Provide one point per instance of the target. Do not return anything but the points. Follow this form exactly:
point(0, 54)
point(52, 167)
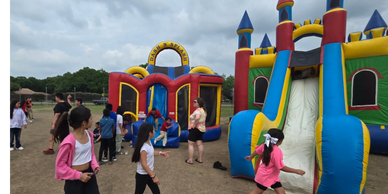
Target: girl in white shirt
point(144, 154)
point(15, 120)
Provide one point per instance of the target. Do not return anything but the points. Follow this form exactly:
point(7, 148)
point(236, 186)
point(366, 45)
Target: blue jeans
point(11, 133)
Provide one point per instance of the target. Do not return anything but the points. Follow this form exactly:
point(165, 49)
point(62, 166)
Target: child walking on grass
point(272, 163)
point(76, 162)
point(107, 125)
point(16, 118)
point(163, 131)
point(144, 154)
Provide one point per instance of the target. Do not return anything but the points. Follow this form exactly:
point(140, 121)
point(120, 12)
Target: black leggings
point(144, 179)
point(79, 187)
point(105, 144)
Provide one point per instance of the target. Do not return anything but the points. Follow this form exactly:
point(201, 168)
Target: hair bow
point(269, 139)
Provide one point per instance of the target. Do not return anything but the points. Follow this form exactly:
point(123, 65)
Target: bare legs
point(51, 141)
point(200, 150)
point(191, 150)
point(279, 190)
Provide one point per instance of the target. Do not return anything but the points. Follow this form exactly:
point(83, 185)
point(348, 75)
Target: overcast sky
point(46, 38)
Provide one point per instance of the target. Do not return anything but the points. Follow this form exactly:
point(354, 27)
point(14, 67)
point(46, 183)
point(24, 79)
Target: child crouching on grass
point(144, 154)
point(272, 163)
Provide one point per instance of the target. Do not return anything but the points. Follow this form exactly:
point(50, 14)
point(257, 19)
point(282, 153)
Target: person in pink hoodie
point(76, 162)
point(272, 163)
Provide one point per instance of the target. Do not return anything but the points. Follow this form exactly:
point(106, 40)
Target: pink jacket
point(63, 170)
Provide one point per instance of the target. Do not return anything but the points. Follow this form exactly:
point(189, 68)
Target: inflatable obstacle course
point(329, 101)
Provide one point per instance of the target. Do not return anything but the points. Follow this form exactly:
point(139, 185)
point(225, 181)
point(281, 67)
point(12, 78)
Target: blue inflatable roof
point(245, 22)
point(265, 42)
point(376, 21)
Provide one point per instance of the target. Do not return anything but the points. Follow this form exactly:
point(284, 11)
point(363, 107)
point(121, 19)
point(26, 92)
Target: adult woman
point(196, 130)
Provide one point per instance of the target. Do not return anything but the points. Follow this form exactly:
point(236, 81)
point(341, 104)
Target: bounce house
point(331, 119)
point(170, 90)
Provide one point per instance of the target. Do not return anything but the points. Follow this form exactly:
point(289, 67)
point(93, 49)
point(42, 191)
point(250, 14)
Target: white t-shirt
point(150, 158)
point(119, 123)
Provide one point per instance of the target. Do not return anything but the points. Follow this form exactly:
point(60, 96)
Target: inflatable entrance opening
point(170, 90)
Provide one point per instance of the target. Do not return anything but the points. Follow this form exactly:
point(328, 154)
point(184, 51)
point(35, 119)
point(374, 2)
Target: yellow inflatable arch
point(137, 71)
point(201, 69)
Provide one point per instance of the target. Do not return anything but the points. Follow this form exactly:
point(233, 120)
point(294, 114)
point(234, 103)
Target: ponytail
point(76, 118)
point(274, 135)
point(61, 129)
point(267, 154)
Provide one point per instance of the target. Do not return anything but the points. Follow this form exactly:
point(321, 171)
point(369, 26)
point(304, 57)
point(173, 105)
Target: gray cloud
point(49, 38)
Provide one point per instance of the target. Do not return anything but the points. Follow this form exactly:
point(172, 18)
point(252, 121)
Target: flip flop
point(198, 161)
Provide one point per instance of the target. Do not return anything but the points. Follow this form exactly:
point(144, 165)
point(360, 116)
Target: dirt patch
point(30, 171)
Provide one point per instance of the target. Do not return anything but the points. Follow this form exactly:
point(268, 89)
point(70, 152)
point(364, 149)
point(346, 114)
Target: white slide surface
point(298, 146)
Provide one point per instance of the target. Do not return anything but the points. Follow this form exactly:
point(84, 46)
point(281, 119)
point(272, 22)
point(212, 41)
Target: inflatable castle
point(170, 90)
point(331, 102)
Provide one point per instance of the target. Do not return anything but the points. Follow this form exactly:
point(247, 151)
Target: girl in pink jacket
point(272, 163)
point(76, 162)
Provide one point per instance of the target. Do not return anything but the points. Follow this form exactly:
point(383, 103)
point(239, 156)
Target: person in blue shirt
point(107, 126)
point(96, 132)
point(113, 116)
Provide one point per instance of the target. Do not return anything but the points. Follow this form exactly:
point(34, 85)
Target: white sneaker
point(20, 148)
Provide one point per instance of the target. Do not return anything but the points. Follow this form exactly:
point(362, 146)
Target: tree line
point(85, 80)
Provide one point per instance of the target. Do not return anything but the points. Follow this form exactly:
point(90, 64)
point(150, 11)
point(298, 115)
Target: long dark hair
point(201, 103)
point(22, 103)
point(77, 116)
point(142, 136)
point(276, 133)
point(10, 108)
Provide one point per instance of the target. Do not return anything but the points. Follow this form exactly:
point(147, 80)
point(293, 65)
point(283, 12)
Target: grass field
point(225, 111)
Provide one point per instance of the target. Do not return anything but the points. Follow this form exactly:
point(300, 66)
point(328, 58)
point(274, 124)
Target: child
point(144, 154)
point(16, 118)
point(126, 122)
point(76, 162)
point(23, 106)
point(107, 125)
point(272, 162)
point(29, 109)
point(119, 129)
point(96, 132)
point(156, 115)
point(163, 131)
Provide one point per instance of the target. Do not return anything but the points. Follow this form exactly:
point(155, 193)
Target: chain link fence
point(49, 99)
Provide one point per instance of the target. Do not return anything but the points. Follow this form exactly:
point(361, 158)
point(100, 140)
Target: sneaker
point(48, 151)
point(20, 148)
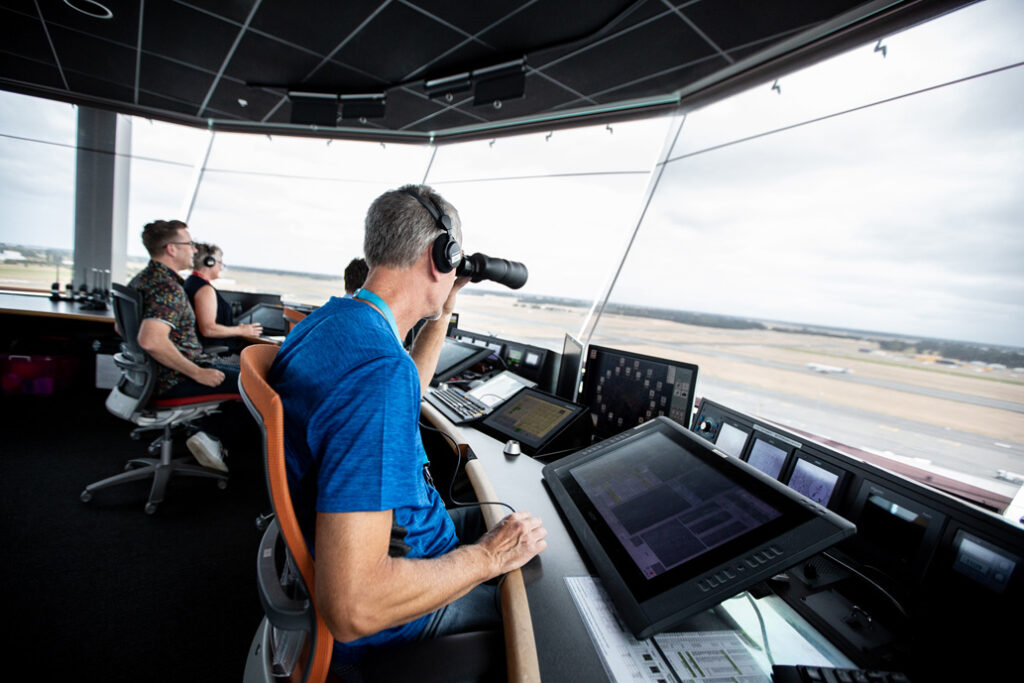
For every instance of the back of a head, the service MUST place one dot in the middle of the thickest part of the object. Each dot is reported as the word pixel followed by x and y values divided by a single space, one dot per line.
pixel 159 233
pixel 355 274
pixel 205 251
pixel 398 227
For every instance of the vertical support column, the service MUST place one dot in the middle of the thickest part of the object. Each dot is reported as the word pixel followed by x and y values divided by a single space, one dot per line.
pixel 597 308
pixel 101 182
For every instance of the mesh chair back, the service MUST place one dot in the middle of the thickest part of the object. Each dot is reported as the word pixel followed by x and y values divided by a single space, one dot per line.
pixel 138 371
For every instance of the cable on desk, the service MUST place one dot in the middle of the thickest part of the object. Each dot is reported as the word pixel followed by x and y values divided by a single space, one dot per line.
pixel 455 474
pixel 764 631
pixel 870 582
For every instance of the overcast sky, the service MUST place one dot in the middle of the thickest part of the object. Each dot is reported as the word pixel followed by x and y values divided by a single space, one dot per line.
pixel 903 216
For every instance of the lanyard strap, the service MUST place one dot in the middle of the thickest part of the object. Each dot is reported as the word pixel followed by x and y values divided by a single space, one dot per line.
pixel 367 295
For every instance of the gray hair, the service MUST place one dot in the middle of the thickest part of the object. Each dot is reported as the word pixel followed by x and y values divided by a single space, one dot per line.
pixel 398 227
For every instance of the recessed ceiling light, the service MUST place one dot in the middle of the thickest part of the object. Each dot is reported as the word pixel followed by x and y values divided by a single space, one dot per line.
pixel 90 8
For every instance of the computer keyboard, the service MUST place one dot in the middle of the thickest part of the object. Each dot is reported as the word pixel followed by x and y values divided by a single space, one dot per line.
pixel 802 674
pixel 456 404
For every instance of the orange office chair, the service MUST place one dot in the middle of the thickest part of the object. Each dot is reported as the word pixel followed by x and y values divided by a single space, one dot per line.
pixel 293 640
pixel 130 399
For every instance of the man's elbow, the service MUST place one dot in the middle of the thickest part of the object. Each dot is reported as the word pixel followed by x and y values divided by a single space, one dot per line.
pixel 352 621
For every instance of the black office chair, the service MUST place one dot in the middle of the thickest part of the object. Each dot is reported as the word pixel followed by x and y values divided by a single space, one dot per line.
pixel 130 399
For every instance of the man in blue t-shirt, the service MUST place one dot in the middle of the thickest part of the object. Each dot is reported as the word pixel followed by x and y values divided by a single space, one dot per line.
pixel 392 564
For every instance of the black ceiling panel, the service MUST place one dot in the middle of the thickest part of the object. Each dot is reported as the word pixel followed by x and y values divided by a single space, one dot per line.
pixel 258 59
pixel 23 34
pixel 580 55
pixel 200 39
pixel 124 30
pixel 396 42
pixel 316 27
pixel 107 60
pixel 174 80
pixel 734 23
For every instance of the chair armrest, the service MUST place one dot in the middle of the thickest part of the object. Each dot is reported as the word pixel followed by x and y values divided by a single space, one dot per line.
pixel 282 610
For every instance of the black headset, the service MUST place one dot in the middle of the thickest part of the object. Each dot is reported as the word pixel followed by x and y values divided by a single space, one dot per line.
pixel 446 252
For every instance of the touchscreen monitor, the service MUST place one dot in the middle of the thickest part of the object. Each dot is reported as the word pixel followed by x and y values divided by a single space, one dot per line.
pixel 674 527
pixel 531 417
pixel 457 356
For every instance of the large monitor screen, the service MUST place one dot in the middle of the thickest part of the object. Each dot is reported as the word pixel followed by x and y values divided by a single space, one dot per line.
pixel 457 356
pixel 673 527
pixel 624 389
pixel 568 369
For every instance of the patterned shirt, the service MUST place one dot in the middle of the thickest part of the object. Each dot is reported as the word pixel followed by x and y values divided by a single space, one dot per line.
pixel 164 299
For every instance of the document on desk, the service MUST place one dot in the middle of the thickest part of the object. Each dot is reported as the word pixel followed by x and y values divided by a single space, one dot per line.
pixel 669 657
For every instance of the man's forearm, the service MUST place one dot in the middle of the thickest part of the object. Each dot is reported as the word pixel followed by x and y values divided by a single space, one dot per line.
pixel 427 348
pixel 403 590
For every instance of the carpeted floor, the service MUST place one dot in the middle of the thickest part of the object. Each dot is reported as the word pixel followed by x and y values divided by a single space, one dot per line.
pixel 102 591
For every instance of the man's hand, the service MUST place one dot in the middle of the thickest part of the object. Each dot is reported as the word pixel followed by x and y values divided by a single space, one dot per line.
pixel 450 302
pixel 514 541
pixel 209 377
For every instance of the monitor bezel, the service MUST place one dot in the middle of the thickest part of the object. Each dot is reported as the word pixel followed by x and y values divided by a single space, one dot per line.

TASK
In the listing above, find the line with "point(252, 121)" and the line with "point(212, 41)". Output those two lines and every line between them, exactly as written.

ANSWER SPACE
point(252, 121)
Target: flip flop
point(198, 161)
Provide one point per instance of the target. Do not return anything but the points. Follow this form exactly:
point(144, 165)
point(360, 116)
Target: dirt patch
point(30, 171)
Provide one point per instance of the target. Do not return anything but the points. Follow this form exactly:
point(268, 89)
point(70, 152)
point(364, 149)
point(346, 114)
Target: white slide surface
point(298, 146)
Provide one point per instance of the target. Do not return anything but the points. Follow this form exactly:
point(84, 46)
point(281, 119)
point(272, 22)
point(212, 41)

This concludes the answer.